___ Records to use

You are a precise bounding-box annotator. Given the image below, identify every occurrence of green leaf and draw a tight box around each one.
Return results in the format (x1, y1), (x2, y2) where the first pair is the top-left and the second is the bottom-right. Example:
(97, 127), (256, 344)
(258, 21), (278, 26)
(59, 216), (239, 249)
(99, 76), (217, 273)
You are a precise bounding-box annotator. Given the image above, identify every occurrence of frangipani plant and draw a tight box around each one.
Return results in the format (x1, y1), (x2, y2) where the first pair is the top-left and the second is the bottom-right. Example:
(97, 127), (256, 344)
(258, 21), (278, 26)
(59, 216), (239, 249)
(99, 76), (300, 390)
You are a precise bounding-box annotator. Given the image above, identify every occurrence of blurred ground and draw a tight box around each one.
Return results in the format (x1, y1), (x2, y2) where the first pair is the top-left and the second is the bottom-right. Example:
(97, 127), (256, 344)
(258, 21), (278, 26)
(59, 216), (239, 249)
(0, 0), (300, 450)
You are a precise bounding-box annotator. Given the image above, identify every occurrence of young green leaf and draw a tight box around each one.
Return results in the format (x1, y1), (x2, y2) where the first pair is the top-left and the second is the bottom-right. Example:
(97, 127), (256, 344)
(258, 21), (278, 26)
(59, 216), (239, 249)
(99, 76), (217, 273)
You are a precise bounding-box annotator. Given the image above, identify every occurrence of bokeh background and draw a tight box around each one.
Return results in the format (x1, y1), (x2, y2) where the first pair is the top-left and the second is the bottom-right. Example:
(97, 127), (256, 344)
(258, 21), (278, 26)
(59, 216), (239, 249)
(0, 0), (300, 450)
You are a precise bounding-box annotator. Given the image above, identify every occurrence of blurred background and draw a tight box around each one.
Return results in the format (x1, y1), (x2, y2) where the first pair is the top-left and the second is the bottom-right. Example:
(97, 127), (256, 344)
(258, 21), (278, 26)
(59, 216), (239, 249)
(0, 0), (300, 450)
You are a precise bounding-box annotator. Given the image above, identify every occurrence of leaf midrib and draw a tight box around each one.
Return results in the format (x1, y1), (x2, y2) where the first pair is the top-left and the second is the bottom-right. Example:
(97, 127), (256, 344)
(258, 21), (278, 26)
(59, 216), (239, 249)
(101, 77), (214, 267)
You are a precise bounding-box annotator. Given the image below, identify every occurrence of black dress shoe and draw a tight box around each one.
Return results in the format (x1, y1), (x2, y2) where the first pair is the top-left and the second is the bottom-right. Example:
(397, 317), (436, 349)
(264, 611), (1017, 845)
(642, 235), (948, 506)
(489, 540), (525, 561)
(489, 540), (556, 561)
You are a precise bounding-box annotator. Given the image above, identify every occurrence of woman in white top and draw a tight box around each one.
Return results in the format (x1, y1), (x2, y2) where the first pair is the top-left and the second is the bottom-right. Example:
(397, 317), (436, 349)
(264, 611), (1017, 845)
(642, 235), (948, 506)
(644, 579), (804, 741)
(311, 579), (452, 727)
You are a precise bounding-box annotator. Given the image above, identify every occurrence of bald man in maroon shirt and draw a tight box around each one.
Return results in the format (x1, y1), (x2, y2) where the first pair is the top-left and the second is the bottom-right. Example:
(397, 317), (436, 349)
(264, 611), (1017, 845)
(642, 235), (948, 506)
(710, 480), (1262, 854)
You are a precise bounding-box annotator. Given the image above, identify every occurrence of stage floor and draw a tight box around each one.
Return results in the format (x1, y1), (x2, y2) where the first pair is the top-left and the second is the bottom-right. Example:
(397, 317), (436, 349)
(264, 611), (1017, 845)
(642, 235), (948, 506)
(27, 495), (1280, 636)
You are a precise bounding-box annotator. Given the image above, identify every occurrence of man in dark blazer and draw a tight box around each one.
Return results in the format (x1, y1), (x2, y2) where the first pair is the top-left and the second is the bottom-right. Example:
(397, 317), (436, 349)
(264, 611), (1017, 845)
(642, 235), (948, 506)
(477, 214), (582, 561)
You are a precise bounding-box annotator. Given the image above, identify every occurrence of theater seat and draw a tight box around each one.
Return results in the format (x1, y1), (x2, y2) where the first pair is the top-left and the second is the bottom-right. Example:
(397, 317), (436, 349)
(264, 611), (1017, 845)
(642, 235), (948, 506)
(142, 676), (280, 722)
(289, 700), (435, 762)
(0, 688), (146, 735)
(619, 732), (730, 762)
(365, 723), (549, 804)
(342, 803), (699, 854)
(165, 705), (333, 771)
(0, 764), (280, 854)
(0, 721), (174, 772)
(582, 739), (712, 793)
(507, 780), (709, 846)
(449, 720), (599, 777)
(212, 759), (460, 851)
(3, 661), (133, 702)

______

Written instruction
Retype only the lines running from the line with "occurrence of theater" to the end of the listing, including both of those lines.

Solution for this problem
You are a precise bounding-box annotator. Given the image above, identify every occurrence of theater seat and draw a tight box around each one.
Return results in the format (x1, y1), (x2, y2) where the first pair is the top-left and the second is the bottom-right. Example:
(397, 317), (436, 349)
(264, 611), (1017, 845)
(642, 235), (948, 506)
(142, 676), (280, 722)
(289, 700), (435, 762)
(0, 688), (146, 735)
(619, 732), (730, 762)
(365, 723), (549, 804)
(342, 803), (699, 854)
(165, 705), (333, 771)
(0, 764), (280, 854)
(0, 721), (174, 772)
(582, 739), (712, 793)
(507, 780), (709, 846)
(449, 720), (599, 777)
(212, 759), (460, 851)
(3, 661), (133, 702)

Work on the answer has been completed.